:: THE EXERCISE ::
Please rewrite the listing below with every "dropping a marker" changed to "placing a pin" and all else left as is. Leave out the pictures.

** start **

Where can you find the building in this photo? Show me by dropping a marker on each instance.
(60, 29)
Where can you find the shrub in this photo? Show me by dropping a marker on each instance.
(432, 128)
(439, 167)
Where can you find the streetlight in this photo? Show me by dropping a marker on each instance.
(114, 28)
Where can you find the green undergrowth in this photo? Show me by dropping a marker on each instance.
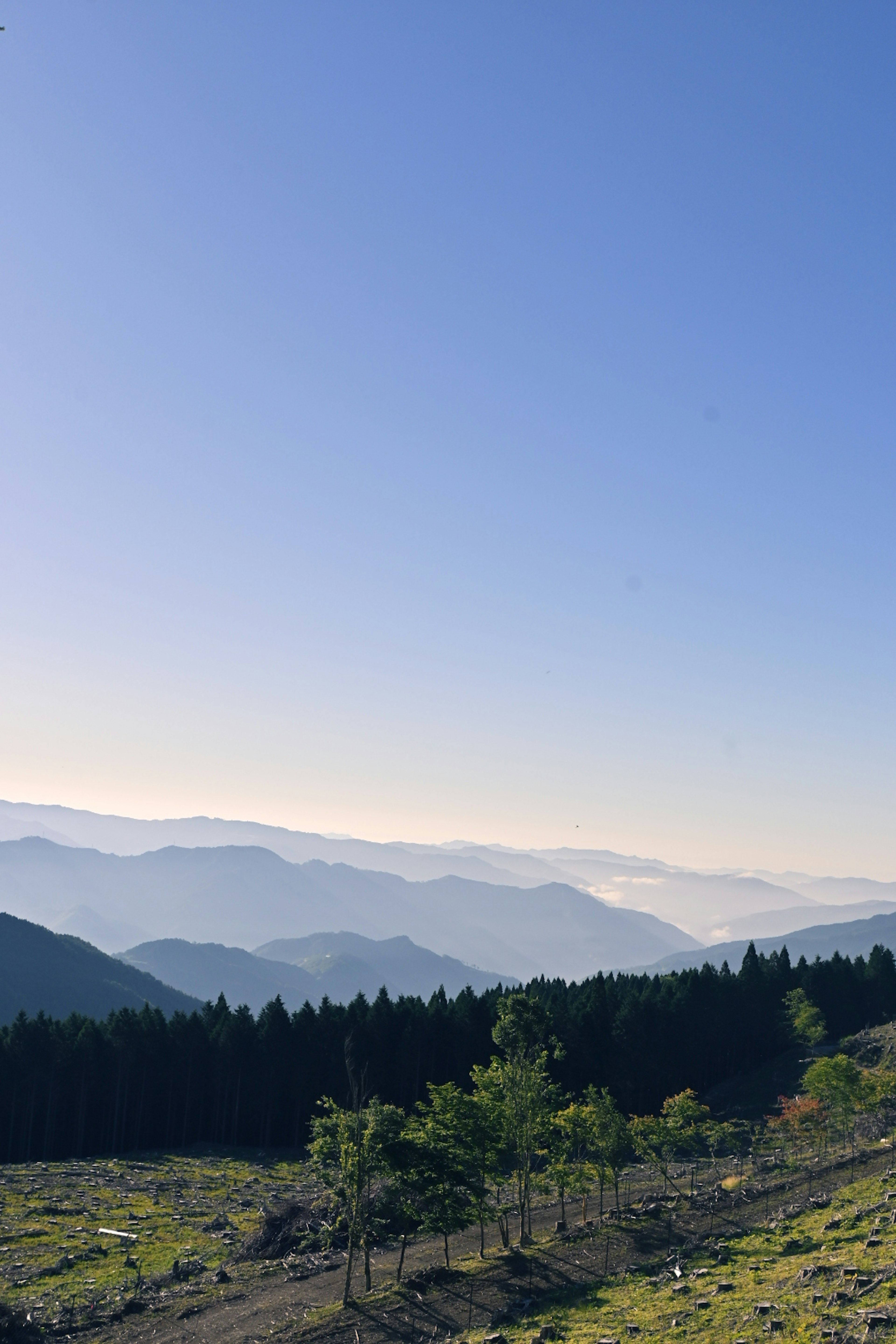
(183, 1215)
(796, 1279)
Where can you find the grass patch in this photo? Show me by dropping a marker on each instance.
(796, 1277)
(185, 1217)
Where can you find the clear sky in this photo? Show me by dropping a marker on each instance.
(455, 420)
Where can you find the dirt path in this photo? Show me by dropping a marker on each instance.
(264, 1302)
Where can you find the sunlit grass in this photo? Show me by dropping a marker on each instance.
(53, 1254)
(770, 1265)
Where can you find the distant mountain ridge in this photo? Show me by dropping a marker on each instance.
(338, 966)
(702, 904)
(852, 939)
(245, 897)
(58, 975)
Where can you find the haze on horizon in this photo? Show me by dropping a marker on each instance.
(441, 423)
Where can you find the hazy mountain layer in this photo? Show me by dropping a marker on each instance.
(58, 975)
(210, 970)
(769, 924)
(304, 970)
(245, 896)
(703, 904)
(335, 959)
(850, 940)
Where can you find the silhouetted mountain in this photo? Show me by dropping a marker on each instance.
(209, 970)
(60, 975)
(245, 896)
(850, 940)
(770, 924)
(339, 960)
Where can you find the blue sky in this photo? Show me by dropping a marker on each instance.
(441, 421)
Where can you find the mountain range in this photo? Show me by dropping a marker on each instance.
(852, 939)
(338, 966)
(58, 975)
(244, 896)
(708, 906)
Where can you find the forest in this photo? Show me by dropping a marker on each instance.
(142, 1081)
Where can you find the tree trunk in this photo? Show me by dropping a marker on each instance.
(347, 1291)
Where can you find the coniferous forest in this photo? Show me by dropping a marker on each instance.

** end **

:: RESULT OF THIS EXERCISE ::
Where can you find the building in this photo? Show me by placing a pin on each instance.
(60, 29)
Where can you find the shrub in this photo? Show me by placing a pin on each instance.
(432, 128)
(439, 167)
Where can you find the streetlight in this photo? Show me by placing a pin on each instance.
(114, 28)
Where can you find the green undergrowth in this photo? Show me by placing a pin on each instance.
(183, 1215)
(796, 1279)
Where can you find the grass patch in this photo? Show me by placing a pin on each instance.
(796, 1277)
(185, 1217)
Where can you find the clear sky in this photo? Show me by placing a pin on each instance.
(455, 420)
Where can you find the dirt path in this photo? Show me by placing a pin on each instance.
(264, 1302)
Where can you find the sunlit grass in this photo? Show me by placing a pin on each instance.
(53, 1254)
(770, 1265)
Where can you find the distant mountain ridge in this photo? Show me by placing a pin on each instance.
(338, 966)
(702, 904)
(852, 939)
(245, 897)
(58, 975)
Where can you find the haze on horizon in this photo? Show me by placing a pin on each instance.
(441, 423)
Where can you find the hazy mountain layer in this photo? Show me by placing a pin on each instance.
(58, 975)
(210, 970)
(769, 924)
(304, 970)
(245, 896)
(703, 904)
(335, 959)
(850, 940)
Where can you find the silhouetted mountain in this photo? Show me by placing a pin on each instance.
(209, 970)
(60, 975)
(245, 896)
(850, 940)
(770, 924)
(339, 960)
Where can you find the blue sky in this photo? Show me by placing a pin on each instance.
(441, 421)
Where can you find the mountain range in this photo? Show me by placing a pin on each instance.
(852, 939)
(338, 966)
(58, 975)
(244, 896)
(708, 906)
Where can you find the forest in this photo? Show me by placing a pin on each instance.
(142, 1081)
Where can you find the tree trunk in this photo? Show me by placing a pin on each instance.
(347, 1291)
Where can you find the coniferous forest in this photo? Show me by placing a pin on each instance.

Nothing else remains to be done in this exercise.